#' Compare groups
#'
#' Compares groups by (1) creating histogram by group; (2) summarizing
#' descriptive statistics by group; and (3) conducting pairwise
#' comparisons (t-tests and Mann-Whitney tests).
#'
#' @param data a data object (a data frame or a data.table)
#' @param iv_name name of the independent variable (grouping variable)
#' @param dv_name name of the dependent variable (measure variable
#' of interest)
#' @param sigfigs number of significant digits to round to
#' @param stats statistics to calculate for each group.
#' If \code{stats = "basic"},
#' group size, mean, standard deviation, median, minimum, and maximum will
#' be calculated. If \code{stats = "all"}, in addition to the
#' aforementioned statistics, standard error, 95% confidence and
#' prediction intervals, skewness, and kurtosis will also be calculated.
#' The \code{stats} argument can also be a character vector with types of
#' statistics to calculate. For example, entering
#' \code{stats = c("mean", "median")} will calculate mean and median.
#' By default, \code{stats = "basic"}
#' @param welch Should Welch's t-tests be conducted?
#' By default, \code{welch = TRUE}
#' @param cohen_d if \code{cohen_d = TRUE}, Cohen's d statistics will be
#' included in the pairwise comparison data.table.
#' @param cohen_d_w_ci if \code{cohen_d_w_ci = TRUE},
#' Cohen's d with 95% CI will be included in the output data.table.
#' @param adjust_p the name of the method to use to adjust p-values.
#' If \code{adjust_p = "holm"}, the Holm method will be used;
#' if \code{adjust_p = "bonferroni"}, the Bonferroni method will be used.
#' By default, \code{adjust_p = "holm"}
#' @param bonferroni The use of this argument is deprecated.
#' Use the 'adjust_p' argument instead.
#' If \code{bonferroni = TRUE}, Bonferroni tests will be
#' conducted for t-tests or Mann-Whitney tests.
#' @param holm if \code{holm = TRUE}, the relevant p values will be
#' adjusted using Holm method (also known as the Holm-Bonferroni or
#' Bonferroni-Holm method)
#' @param mann_whitney if \code{TRUE}, Mann-Whitney test results will be
#' included in the pairwise comparison data.table.
#' If \code{FALSE}, Mann-Whitney tests will not be performed.
#' @param t_test_stats if \code{t_test_stats = FALSE}, t-test statistic
#' and degrees of freedom will be excluded in the pairwise comparison
#' data.table. (default = TRUE)
#' @param round_p number of decimal places to which to round
#' p-values (default = 3)

== == ==

Written problem A: In the compare-groups documentation, which statistics are calculated when stats is set to "basic"?
Written problem B: Using the compare-groups documentation, explain in one to three sentences why a user should set the adjust_p argument instead of the bonferroni argument.
Written problem C: Extend the compare-groups documentation past its last line, keeping the same format.

== == ==

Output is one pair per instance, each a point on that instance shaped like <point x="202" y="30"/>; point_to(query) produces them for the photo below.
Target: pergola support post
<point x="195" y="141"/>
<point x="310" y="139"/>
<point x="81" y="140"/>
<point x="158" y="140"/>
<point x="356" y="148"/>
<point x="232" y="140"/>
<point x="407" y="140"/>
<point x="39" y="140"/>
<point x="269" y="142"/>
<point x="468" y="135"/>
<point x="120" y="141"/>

== == ==

Expected answer A: Group size, mean, standard deviation, median, minimum, and maximum.

Expected answer B: The bonferroni argument is deprecated, and the documentation directs users to the adjust_p argument in its place. Setting adjust_p = "bonferroni" selects the Bonferroni method for adjusting p-values.

Expected answer C:
#' @param anova Should a one-way ANOVA be conducted and reported?
#' By default, \code{anova = FALSE}, but when there are more than two
#' levels in the independent variable, the value will change such tat
#' \code{anova = TRUE}.
#' @param round_f number of decimal places to which to round
#' the f statistic (default = 2)
#' @param round_t number of decimal places to which to round
#' the t statistic (default = 2)
#' @param round_t_test_df number of decimal places to which to round
#' the degrees of freedom for t tests (default = 2)
#' @param save_as_png if \code{save_as_png = "all"} or
#' if \code{save_as_png = TRUE},
#' the histogram by group, descriptive statistics by group,
#' and pairwise comparison results will be saved as a PNG file.
#' @param png_name name of the PNG file to be saved. By default, the name
#' will be "compare_groups_results_" followed by a timestamp of the
#' current time.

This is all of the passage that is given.